**Text section**
* * * * *

Current Projects


Silica tissue library standards

2022 - Present | Marx Lab | Museum of Southwestern Biology

Herbaria are vital to documenting and understanding patterns of plant biodiversity, and specimens housed in herbaria are used in taxonomic classification, molecular systematics studies, population genetics studies, and the list goes on. Silica tissue collection is standard practice at most herbaria, but there remains no consensus on physical and digital curation and management of these tissues. We are working with regional herbarium curators and collections managers to build workflows and protocols that reflect best practices for curating these tissues and making them accessible to student and affiliated researchers.

Phylogenomics and biogeography of Erigeron

2022 - Present | Marx Lab | University of New Mexico

The origins of the alpine flora in North America have been debated for centuries, with Charles Darwin positing that our alpine floras are of arctic origin, and with others suggesting a non-arctic lowland origin for these floras. Today, we are no closer to understanding the origins of alpine floras, in part because we lack phylogenetic data for clades that are well-represented in the alpine, arctic, and non-arctic lowlands of North America. Here, I aim to reconstruct a phylogeny for Erigeron (subtribe Conyzinae: Astereae: Asteraceae) using a Hyb-Seq and species-tree approach, and use this phylogeny to infer the biogeographic history for this group.

* * * * *

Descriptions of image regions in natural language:
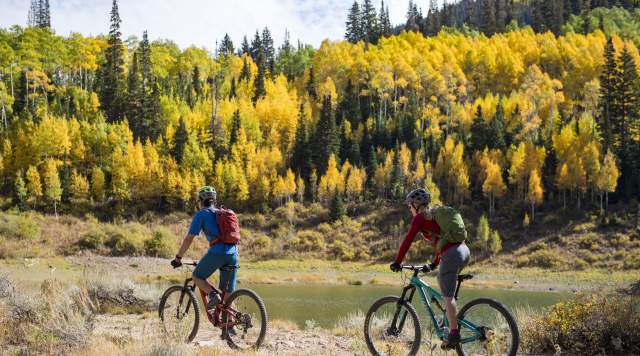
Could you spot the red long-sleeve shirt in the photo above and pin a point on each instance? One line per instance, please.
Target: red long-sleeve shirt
(431, 232)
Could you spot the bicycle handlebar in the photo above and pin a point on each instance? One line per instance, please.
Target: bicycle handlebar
(419, 269)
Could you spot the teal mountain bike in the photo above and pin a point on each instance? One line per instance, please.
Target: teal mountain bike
(392, 325)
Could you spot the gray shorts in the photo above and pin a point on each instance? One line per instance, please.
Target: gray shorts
(451, 264)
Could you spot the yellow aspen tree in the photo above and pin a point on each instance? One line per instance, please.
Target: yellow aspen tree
(34, 185)
(79, 187)
(535, 195)
(52, 185)
(493, 185)
(97, 184)
(290, 184)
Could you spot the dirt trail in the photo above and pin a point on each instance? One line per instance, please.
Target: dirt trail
(281, 339)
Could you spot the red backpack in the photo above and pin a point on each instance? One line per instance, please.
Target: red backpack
(229, 228)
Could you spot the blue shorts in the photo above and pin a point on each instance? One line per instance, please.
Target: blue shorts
(226, 263)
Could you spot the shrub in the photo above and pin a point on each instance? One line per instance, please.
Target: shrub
(308, 241)
(20, 227)
(94, 239)
(587, 325)
(162, 244)
(544, 258)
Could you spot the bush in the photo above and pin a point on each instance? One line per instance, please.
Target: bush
(541, 258)
(20, 227)
(162, 244)
(308, 241)
(94, 239)
(588, 325)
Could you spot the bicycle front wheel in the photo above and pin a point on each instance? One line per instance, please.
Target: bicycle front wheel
(392, 328)
(491, 327)
(179, 313)
(246, 313)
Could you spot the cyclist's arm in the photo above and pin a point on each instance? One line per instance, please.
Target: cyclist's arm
(186, 243)
(408, 239)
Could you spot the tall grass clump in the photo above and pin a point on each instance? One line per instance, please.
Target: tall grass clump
(588, 325)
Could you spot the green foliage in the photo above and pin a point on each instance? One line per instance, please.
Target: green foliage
(589, 324)
(164, 244)
(19, 226)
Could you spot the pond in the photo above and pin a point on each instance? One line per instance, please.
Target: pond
(326, 304)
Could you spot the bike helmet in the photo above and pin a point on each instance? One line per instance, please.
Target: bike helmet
(418, 198)
(207, 193)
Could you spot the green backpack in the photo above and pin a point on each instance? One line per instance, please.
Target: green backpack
(451, 225)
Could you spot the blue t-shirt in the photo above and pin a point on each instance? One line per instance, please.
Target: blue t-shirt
(205, 220)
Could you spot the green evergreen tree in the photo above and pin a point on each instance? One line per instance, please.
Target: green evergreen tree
(235, 127)
(245, 48)
(397, 177)
(326, 137)
(301, 154)
(256, 45)
(259, 90)
(607, 94)
(369, 22)
(337, 209)
(180, 139)
(226, 46)
(353, 32)
(111, 81)
(269, 50)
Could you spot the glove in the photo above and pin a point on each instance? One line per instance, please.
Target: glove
(176, 262)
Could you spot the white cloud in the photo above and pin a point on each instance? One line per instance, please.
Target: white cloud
(201, 22)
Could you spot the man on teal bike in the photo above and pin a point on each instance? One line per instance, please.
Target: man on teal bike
(222, 256)
(442, 226)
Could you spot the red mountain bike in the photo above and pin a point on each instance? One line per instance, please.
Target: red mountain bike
(240, 315)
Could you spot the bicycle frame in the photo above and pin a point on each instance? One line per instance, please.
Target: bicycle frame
(212, 315)
(429, 295)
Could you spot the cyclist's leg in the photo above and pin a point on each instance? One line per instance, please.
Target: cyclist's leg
(228, 273)
(209, 263)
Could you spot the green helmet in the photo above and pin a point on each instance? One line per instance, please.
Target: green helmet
(206, 193)
(418, 197)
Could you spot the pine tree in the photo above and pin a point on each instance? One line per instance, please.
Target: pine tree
(413, 18)
(111, 72)
(488, 21)
(235, 127)
(52, 186)
(20, 190)
(625, 121)
(608, 95)
(369, 21)
(180, 139)
(353, 32)
(384, 21)
(338, 208)
(226, 46)
(196, 83)
(256, 46)
(325, 140)
(397, 176)
(244, 48)
(259, 90)
(301, 154)
(269, 50)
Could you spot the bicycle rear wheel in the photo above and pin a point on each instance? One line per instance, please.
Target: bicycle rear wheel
(179, 313)
(498, 329)
(250, 318)
(392, 328)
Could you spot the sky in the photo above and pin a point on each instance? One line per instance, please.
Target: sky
(202, 22)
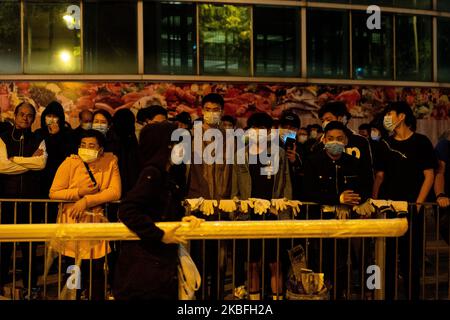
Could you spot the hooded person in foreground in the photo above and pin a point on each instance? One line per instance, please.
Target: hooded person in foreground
(147, 269)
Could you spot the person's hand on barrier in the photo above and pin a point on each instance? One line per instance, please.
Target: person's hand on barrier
(227, 206)
(260, 205)
(90, 189)
(350, 198)
(171, 237)
(245, 204)
(342, 212)
(291, 154)
(193, 221)
(443, 201)
(208, 207)
(77, 209)
(295, 205)
(38, 153)
(195, 203)
(365, 209)
(279, 204)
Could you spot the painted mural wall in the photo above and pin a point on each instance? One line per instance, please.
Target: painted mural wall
(241, 100)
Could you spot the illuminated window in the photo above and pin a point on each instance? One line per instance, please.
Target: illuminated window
(170, 38)
(10, 37)
(372, 49)
(52, 37)
(443, 49)
(277, 41)
(413, 45)
(328, 45)
(413, 4)
(110, 36)
(225, 32)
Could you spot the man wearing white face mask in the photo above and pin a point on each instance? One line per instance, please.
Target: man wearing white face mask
(333, 178)
(85, 118)
(90, 179)
(357, 145)
(405, 172)
(211, 182)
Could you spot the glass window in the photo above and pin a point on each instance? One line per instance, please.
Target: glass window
(10, 37)
(170, 38)
(328, 44)
(372, 49)
(225, 32)
(110, 36)
(444, 5)
(413, 46)
(52, 37)
(413, 4)
(276, 40)
(443, 49)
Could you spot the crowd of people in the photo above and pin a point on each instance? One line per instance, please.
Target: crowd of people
(128, 158)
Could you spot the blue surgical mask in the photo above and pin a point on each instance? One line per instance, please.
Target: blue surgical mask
(86, 125)
(102, 127)
(286, 133)
(389, 124)
(375, 136)
(335, 148)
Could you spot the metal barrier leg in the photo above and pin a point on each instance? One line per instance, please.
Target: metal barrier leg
(380, 261)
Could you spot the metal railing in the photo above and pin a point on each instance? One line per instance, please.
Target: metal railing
(227, 262)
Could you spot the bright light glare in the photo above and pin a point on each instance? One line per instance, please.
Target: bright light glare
(69, 19)
(65, 56)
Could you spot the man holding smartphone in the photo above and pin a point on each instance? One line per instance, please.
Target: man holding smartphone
(289, 126)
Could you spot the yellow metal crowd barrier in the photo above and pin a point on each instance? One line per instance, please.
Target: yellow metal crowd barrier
(213, 230)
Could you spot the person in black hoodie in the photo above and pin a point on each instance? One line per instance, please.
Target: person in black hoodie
(124, 145)
(147, 269)
(60, 143)
(22, 156)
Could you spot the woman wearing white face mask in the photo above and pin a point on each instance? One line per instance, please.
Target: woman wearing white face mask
(102, 121)
(90, 179)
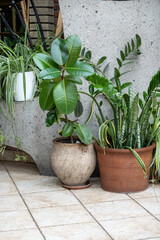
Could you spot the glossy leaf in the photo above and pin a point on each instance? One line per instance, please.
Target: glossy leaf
(84, 133)
(88, 55)
(51, 118)
(65, 96)
(60, 51)
(46, 96)
(80, 69)
(79, 109)
(73, 79)
(67, 129)
(101, 60)
(44, 61)
(74, 44)
(138, 41)
(49, 73)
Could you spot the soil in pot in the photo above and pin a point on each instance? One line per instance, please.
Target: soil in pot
(119, 170)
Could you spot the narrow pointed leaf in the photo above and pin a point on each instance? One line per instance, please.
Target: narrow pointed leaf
(80, 69)
(49, 73)
(44, 61)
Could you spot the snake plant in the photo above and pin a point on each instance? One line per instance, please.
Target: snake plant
(136, 121)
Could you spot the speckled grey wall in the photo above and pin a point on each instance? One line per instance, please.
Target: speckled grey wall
(104, 27)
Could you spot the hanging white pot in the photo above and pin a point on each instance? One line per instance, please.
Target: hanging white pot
(19, 86)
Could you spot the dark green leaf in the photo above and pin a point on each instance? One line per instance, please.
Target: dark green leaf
(122, 55)
(78, 110)
(88, 55)
(91, 89)
(44, 61)
(73, 79)
(46, 96)
(83, 51)
(74, 44)
(80, 69)
(119, 62)
(67, 129)
(59, 51)
(101, 60)
(50, 118)
(138, 41)
(65, 96)
(49, 73)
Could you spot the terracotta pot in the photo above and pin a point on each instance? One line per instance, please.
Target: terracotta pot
(73, 163)
(119, 170)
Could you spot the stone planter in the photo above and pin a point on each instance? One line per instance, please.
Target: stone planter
(73, 163)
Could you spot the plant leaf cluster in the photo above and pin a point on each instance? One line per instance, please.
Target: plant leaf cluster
(60, 73)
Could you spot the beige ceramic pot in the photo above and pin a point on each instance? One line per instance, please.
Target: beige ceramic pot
(73, 163)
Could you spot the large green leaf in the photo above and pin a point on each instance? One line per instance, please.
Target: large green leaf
(65, 96)
(46, 96)
(80, 69)
(59, 51)
(49, 73)
(44, 61)
(84, 133)
(73, 79)
(78, 110)
(51, 118)
(74, 44)
(67, 129)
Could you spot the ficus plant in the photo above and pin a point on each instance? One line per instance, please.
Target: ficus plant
(136, 121)
(61, 72)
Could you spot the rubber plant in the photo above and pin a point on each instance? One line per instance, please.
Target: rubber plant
(136, 121)
(61, 72)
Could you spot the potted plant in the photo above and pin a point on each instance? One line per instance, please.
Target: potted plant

* * * * *

**Aim of the exercise**
The Current Projects text names specific uses of herbarium specimens. List each one.

**Solution to the exercise**
- Taxonomic classification
- Molecular systematics studies
- Population genetics studies